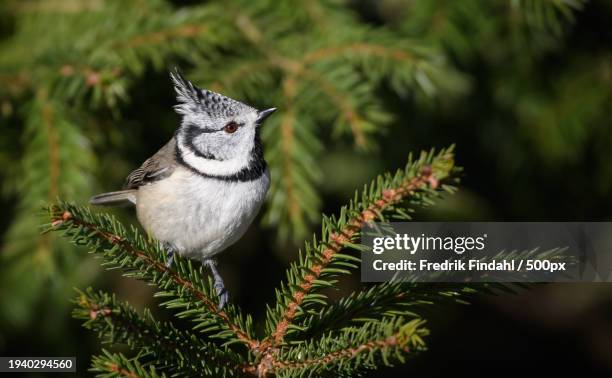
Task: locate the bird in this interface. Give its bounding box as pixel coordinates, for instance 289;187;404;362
89;69;276;309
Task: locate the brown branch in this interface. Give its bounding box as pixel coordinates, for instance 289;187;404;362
38;91;61;201
262;166;438;348
106;362;140;378
273;334;410;369
52;211;259;350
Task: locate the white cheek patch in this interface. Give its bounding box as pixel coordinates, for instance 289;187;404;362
178;138;250;176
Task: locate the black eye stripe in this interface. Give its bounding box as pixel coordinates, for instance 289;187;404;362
185;121;244;139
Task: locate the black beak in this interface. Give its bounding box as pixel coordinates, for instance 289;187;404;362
256;108;276;126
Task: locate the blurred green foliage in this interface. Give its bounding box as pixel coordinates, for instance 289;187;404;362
0;0;612;376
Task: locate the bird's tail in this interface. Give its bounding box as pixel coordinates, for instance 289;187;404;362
89;189;136;206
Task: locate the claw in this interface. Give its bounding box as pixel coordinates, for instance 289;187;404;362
204;259;229;311
165;245;174;269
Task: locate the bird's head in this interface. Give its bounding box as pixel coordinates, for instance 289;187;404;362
170;72;276;175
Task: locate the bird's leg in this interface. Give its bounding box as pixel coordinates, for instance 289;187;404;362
204;259;229;310
163;243;174;268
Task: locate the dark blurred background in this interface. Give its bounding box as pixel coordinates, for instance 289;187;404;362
0;0;612;376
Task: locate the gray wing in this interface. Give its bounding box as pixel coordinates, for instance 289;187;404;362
123;138;177;189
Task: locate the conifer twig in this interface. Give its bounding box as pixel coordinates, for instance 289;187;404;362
270;162;438;347
51;207;259;349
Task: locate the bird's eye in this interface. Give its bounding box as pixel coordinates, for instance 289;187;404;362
223;121;238;134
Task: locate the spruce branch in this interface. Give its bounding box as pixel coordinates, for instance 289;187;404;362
73;289;245;376
48;203;258;349
90;350;166;378
267;147;455;347
270;317;428;377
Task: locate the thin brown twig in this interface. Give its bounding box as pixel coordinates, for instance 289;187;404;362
106;362;140;378
273;334;410;369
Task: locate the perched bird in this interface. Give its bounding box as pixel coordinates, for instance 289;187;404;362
90;71;276;308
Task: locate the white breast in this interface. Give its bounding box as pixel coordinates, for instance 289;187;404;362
136;167;270;260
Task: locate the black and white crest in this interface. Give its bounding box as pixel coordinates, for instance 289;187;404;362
170;69;252;117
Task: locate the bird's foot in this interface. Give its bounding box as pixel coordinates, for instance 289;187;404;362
204;259;229;310
215;281;229;311
165;245;174;269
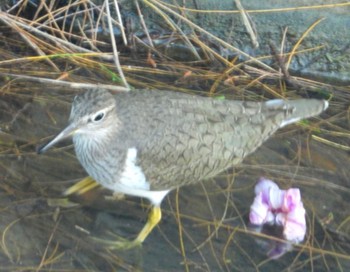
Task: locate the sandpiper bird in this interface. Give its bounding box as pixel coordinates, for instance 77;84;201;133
39;89;328;248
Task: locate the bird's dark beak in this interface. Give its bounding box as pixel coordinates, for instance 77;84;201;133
37;123;77;154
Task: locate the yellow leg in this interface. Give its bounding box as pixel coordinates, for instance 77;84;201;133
63;176;99;196
94;206;162;250
134;206;162;244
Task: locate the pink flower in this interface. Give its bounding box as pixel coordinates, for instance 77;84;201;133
249;178;306;243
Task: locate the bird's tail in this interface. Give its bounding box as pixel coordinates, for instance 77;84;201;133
265;99;328;127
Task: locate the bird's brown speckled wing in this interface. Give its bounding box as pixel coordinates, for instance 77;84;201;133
116;91;326;190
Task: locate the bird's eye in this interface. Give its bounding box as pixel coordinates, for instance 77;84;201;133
92;112;105;122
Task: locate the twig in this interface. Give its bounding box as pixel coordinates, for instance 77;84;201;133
0;72;130;92
105;0;130;89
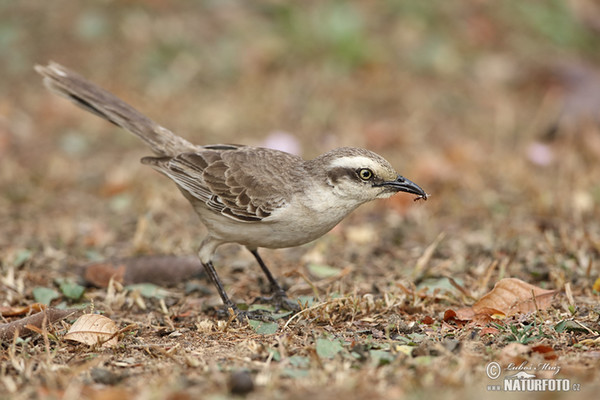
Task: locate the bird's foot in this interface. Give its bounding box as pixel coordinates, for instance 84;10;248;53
217;306;273;323
252;290;301;313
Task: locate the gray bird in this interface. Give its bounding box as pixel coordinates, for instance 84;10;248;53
35;63;428;319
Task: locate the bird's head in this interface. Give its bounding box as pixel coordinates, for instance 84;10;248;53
311;147;428;203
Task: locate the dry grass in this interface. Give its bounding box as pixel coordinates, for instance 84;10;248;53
0;0;600;399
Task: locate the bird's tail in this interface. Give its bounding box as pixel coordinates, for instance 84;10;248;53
35;62;198;156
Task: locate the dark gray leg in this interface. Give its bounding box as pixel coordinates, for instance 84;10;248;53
248;249;300;311
202;261;271;322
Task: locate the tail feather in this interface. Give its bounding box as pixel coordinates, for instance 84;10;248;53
35;62;199;156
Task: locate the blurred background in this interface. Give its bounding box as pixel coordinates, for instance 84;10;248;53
0;0;600;285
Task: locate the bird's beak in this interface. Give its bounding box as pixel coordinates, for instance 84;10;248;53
377;175;429;200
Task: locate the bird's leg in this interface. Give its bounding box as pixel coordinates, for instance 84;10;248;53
248;249;300;311
202;261;271;322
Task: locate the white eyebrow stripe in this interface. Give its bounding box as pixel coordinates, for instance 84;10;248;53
329;156;379;168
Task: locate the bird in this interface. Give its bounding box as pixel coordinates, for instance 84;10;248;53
35;62;429;321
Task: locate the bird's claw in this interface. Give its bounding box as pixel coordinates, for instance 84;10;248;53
252;290;301;313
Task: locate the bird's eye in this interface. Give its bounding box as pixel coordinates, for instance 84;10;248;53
358;168;373;181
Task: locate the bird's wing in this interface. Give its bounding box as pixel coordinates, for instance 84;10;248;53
142;145;302;222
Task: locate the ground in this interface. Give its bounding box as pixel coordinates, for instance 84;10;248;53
0;0;600;399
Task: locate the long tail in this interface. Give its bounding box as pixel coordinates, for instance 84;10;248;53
35;62;199;156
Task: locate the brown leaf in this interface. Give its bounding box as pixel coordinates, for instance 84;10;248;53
0;303;47;317
65;314;118;347
0;308;77;341
473;278;557;316
531;344;558;360
83;255;204;287
444;278;558;325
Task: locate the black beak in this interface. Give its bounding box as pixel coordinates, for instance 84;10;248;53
376;175;428;200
________________________________________
### AIM OF THE EXERCISE:
Please rewrite the listing above with "interface" replaced by "image" throughout, leaving everything else as it is. Leave the pictures out.

### EXERCISE SOLUTION:
Task: locate the bird in this image. Give its bounding box as pixel coordinates, for instance 289;187;404;362
89;69;276;309
Task: locate the brown branch in this image. Give its bounding box as pixel coordinates, for instance 289;187;404;362
38;91;61;201
262;166;438;348
106;362;140;378
273;334;410;369
52;211;259;350
Task: locate the white cheek patch in this image. Give its bounding box as pixel coordinates, for instance 289;187;404;362
178;138;250;176
Task: locate the black eye stripe in this image. Give its bounding box as pixel coordinates, for instance 289;187;404;362
185;121;244;139
Task: locate the black beak in this image. Give its bounding box as pixel coordinates, for instance 289;187;404;362
256;108;276;126
Task: locate the blurred green foliage in this image. Give its bounding box as pixel coordinates, for instance 289;187;404;362
0;0;612;376
Task: locate the bird's tail in this image. Give its bounding box as pixel coordinates, for instance 289;187;404;362
89;189;136;206
Task: locate the claw in this image. Give its bounding box as pixel coordinates, for instance 289;187;404;362
204;259;229;311
165;245;174;269
Task: locate the bird's head in this image. Give its bounding box as pixel coordinates, for instance 289;187;404;362
170;72;276;175
Task: locate the bird's leg in this image. Give its bounding box as pixel coordinates, for instance 289;187;404;362
204;259;229;310
163;243;174;268
Task: locate the dark blurred background in this image. Give its bounding box as pixel coordinates, for instance 289;187;404;362
0;0;612;376
Task: locate the gray wing in this image. Give its bounding box as pixel coordinates, for instance 289;187;404;362
123;138;177;189
Task: locate the conifer twig in this image. Give its bounding box as pixel coordinates, for instance 289;187;404;362
270;162;438;347
51;207;259;349
Task: locate the bird's eye in this image. Give its bounding box as pixel coordinates, for instance 289;187;404;362
223;121;238;134
Task: locate the spruce branch in this image. Give its bounding box as pixel coordinates, for instance 289;187;404;362
73;289;245;376
48;203;258;349
90;350;166;378
267;147;455;347
270;317;428;377
Task: locate the thin brown twig in this image. Give its bounding box as pixel coordinates, for instance 289;187;404;362
106;362;140;378
273;334;410;369
Task: locate the perched bird in this image. Give its bounding box as pixel coordinates, for instance 289;187;404;362
90;71;276;308
Task: locate the white breast in this image. Give its bounding box as pixel coordinates, for instance 289;187;404;362
136;167;270;260
Task: locate the black and white crest in this image. Give its bounding box as pixel coordinates, for instance 289;187;404;362
170;69;252;117
Task: locate the bird's foot in this image. Give its bounding box as pixel coordinates, for instance 289;187;404;362
204;259;229;310
215;281;229;311
165;245;174;269
Task: locate the sandpiper bird in this image. Give its bounding box as pixel coordinates, for instance 77;84;201;133
39;89;328;248
Task: locate the bird's dark beak in this image. Give its bounding box as pixel coordinates, for instance 77;84;201;133
37;123;77;154
Task: locate the yellow leg in this image. Give its bounding box as pixel coordinates, for instance 77;84;201;133
63;176;99;196
94;206;162;250
134;206;162;244
Task: locate the pink flower in this image. Give its bounding box as pixel coordinates, for instance 77;84;201;133
249;178;306;243
Task: locate the bird's tail in this image. Give its bounding box as pixel coordinates, for instance 77;84;201;133
265;99;328;127
Task: locate the bird's brown speckled wing in this image. Give its bounding box as pixel coordinates, for instance 77;84;201;133
116;91;326;190
Task: locate the bird's eye in this image. Give its bounding box as pixel coordinates, for instance 77;84;201;133
92;112;105;122
Task: locate the twig in this image. Give its bounding box as pixel coordinates, for instance 77;84;201;133
0;72;130;92
105;0;130;89
Task: locate the bird's foot in this image. Give its bounding box as pixel coordinates, for instance 84;10;248;53
217;306;273;323
252;290;301;313
Task: locate the gray bird in this image. Give its bounding box as pixel coordinates, for instance 84;10;248;53
35;63;428;319
Task: locate the bird's head in this image. Give its bounding box as pixel coordinates, for instance 84;10;248;53
311;147;428;203
Task: locate the dry grass in this image. Give its bounding box as pixel coordinates, for instance 84;10;248;53
0;0;600;399
Task: locate the bird's tail in this image. Give its bounding box as pixel coordinates, for instance 84;10;248;53
35;62;198;156
Task: locate the dark gray leg in this image. Give its bounding box as pixel coordinates, for instance 84;10;248;53
248;249;300;311
202;261;271;322
Task: locate the tail feather in this image. Give its bounding box as pixel coordinates, for instance 84;10;248;53
35;62;199;156
Task: locate the blurred background in this image. Give its bounding box as pixel coordinates, for instance 84;10;248;53
0;0;600;285
Task: locate the bird's beak in this image. Give its bounding box as pixel coordinates, for instance 84;10;248;53
377;175;429;200
Task: locate the bird's leg in this image. Give its bounding box as pixel coordinates, for instance 84;10;248;53
248;249;300;311
202;261;271;322
Task: locate the white eyebrow stripe in this image. Give its bounding box as pixel coordinates, for instance 84;10;248;53
329;156;379;168
Task: locate the bird in this image. Give its bounding box as pixel coordinates, for instance 84;10;248;53
35;62;429;321
Task: locate the bird's claw in this image. Give its bounding box as pixel coordinates, for instance 84;10;248;53
252;290;301;313
Task: locate the bird's eye in this image. Give its bounding box as pixel coordinates, for instance 84;10;248;53
358;168;373;181
Task: locate the bird's wing in this image. Give its bounding box as pixel coordinates, for instance 84;10;248;53
142;145;302;222
Task: locate the ground in this image. Give its bounding box as pixel coordinates, for instance 84;10;248;53
0;0;600;399
Task: locate the long tail in this image. Give its bounding box as pixel coordinates, for instance 84;10;248;53
35;62;199;156
Task: locate the brown leaf in this image. Give its bounding box as pixel coordinates, for instance 84;10;248;53
0;303;47;317
65;314;118;347
0;308;77;341
473;278;557;316
531;344;558;360
83;255;204;287
444;278;558;325
Task: locate the black beak in this image. Give its bounding box as pixel coordinates, for instance 84;10;248;53
376;175;428;200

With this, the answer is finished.